Reading text:

- - - - -

Headshots are so important to an actor (or anyone who has a presence on the web), and I really like to take time to work with the actor to get the right light, expression, and pose.  The background to me is incidental, though I realize the background also has to be just right, and in fact, sometimes dictated by the casting site where the headshot will be featured.  I personally like very simple neutral backgrounds, from white to dark gray, or without a backdrop but very blurred.  All the elements of a headshot should work together so that the person who is the subject of the photograph stands out, not any one of the components.  An extreme lighting setup, expression, pose, or anything else that’s extreme can be more dramatic, but probably not the type of headshot most people need.

When this young actress above called me for an updated headshot, she had a specific look in mind, one that she said is “her.”  I asked her to send me some headshots she’d seen that she liked, not to copy them, but to help me see what is “her.”  It was interesting because the lighting and camera angle were different in each one, one was black and white, and the expression was different (from a blank stare to slightly smiling).  When I asked her what it was about the headshots that she liked (since it wasn’t as obvious as I’d hoped it would be when I asked for them),  she said, “They feel natural and not forced or posed.”  Pretty much no one these days wants anything forced or posed, unless they are modeling for a magazine.

- - - - -

Instruction 1: In the headshot text, what kinds of backgrounds does the photographer personally like?
Instruction 2: Rewrite the rows from the very first one through the line containing "task: segment each instance of the white", inclusive, replacing "crosswalk" with "road" and leaving everything else unchanged.

- - - - -

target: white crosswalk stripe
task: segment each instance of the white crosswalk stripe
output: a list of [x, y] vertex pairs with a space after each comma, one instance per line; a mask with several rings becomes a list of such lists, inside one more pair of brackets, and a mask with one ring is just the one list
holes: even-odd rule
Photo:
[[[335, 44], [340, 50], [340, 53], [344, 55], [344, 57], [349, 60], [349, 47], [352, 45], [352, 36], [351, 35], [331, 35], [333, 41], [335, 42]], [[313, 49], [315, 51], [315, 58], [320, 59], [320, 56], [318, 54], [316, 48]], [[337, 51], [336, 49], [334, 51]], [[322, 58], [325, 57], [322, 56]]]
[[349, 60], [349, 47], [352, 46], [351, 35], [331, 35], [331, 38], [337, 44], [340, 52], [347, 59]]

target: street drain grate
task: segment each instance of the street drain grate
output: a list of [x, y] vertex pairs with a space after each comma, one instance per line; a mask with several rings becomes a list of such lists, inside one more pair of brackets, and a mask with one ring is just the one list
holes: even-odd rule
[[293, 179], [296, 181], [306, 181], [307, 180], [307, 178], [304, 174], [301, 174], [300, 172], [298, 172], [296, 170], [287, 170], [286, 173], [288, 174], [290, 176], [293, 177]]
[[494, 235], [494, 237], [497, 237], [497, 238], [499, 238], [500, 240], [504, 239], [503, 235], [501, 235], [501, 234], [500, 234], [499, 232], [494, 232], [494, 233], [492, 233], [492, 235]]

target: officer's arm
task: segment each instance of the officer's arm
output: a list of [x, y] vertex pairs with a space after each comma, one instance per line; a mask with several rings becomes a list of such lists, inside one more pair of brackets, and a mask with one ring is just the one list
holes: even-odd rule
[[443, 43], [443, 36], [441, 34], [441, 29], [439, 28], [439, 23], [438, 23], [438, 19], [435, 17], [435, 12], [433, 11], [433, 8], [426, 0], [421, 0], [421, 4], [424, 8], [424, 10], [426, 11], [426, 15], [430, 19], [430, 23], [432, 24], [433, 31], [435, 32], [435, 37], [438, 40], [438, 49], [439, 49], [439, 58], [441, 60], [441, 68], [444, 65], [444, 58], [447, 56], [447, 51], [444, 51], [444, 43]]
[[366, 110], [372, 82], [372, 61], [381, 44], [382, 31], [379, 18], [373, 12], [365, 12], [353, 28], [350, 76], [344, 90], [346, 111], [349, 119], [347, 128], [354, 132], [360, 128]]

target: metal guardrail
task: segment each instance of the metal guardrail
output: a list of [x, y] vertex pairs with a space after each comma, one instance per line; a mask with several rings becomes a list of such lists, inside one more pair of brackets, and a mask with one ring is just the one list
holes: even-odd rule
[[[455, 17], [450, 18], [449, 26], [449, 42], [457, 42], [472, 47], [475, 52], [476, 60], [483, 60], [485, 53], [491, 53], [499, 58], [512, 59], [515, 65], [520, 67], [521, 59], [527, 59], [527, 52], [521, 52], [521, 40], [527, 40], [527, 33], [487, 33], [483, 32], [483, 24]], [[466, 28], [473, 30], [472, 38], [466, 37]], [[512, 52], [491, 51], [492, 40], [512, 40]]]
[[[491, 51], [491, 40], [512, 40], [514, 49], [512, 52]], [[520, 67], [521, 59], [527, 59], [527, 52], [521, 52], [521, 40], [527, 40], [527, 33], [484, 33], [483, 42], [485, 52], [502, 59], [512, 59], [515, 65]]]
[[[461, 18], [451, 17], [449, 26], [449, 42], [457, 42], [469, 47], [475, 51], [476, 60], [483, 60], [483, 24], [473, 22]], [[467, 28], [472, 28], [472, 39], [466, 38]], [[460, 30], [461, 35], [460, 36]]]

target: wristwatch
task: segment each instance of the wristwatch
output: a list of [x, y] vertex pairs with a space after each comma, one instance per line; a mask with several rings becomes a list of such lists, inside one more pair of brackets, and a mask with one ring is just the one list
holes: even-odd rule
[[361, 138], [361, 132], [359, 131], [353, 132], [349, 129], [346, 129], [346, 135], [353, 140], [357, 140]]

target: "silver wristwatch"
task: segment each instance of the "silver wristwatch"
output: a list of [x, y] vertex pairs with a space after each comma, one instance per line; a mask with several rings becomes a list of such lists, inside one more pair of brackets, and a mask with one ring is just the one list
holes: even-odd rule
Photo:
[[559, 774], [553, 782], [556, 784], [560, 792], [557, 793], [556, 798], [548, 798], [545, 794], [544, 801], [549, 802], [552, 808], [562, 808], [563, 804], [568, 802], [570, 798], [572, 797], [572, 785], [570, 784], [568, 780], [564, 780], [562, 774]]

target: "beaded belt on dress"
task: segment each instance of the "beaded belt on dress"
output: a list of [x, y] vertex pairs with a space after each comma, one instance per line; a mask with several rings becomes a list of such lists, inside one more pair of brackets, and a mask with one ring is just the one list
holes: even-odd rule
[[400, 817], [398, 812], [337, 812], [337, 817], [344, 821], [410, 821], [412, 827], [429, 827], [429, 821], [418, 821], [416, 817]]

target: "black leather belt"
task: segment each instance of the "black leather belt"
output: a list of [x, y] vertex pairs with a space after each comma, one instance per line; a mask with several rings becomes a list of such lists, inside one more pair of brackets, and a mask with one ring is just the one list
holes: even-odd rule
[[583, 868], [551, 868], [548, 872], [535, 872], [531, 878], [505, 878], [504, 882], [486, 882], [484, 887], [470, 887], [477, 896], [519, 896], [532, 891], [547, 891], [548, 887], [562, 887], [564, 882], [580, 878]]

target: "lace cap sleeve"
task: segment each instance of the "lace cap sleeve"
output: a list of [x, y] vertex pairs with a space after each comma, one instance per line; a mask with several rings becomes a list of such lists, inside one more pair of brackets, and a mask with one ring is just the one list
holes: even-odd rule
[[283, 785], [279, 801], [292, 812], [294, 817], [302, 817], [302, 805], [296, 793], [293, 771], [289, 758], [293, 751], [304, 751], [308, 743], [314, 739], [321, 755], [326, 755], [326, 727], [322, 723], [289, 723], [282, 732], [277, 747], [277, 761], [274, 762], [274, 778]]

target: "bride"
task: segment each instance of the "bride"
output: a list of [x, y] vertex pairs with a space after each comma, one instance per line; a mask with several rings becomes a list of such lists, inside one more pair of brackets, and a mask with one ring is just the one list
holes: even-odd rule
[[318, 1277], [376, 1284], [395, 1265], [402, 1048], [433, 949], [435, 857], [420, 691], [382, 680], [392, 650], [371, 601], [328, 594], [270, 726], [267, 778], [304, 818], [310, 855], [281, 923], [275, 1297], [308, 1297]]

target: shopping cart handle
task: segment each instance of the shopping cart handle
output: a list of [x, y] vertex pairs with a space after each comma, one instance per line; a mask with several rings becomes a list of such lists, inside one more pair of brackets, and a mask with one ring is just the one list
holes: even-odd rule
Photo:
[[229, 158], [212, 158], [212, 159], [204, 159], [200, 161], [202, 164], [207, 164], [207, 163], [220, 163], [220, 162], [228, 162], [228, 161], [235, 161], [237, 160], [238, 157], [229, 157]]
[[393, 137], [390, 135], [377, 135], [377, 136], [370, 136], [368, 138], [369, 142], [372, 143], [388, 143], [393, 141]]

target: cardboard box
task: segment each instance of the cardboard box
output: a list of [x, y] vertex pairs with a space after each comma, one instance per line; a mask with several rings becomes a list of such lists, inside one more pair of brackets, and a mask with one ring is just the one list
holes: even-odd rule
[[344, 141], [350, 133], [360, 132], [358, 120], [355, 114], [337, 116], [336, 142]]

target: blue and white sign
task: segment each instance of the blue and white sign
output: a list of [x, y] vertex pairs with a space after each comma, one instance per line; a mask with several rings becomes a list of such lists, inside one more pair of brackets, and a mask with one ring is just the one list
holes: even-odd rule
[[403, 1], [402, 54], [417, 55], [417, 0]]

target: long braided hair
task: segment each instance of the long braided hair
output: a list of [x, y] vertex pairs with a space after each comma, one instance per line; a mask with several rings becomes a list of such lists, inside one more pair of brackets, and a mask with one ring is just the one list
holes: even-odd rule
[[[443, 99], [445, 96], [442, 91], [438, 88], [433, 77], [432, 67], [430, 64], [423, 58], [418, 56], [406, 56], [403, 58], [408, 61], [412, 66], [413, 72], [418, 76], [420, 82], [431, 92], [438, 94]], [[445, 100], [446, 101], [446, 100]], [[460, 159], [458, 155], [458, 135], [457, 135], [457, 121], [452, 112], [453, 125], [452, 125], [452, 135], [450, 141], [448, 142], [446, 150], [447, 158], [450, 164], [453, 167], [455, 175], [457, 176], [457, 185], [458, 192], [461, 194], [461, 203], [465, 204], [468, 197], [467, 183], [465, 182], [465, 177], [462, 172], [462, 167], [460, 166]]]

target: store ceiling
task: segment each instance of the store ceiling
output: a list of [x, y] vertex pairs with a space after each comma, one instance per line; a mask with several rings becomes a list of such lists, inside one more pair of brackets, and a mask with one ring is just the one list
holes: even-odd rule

- - - - -

Problem solution 1: Very simple neutral backgrounds, from white to dark gray, or no backdrop but very blurred.

Problem solution 2:
target: white road stripe
task: segment each instance of the white road stripe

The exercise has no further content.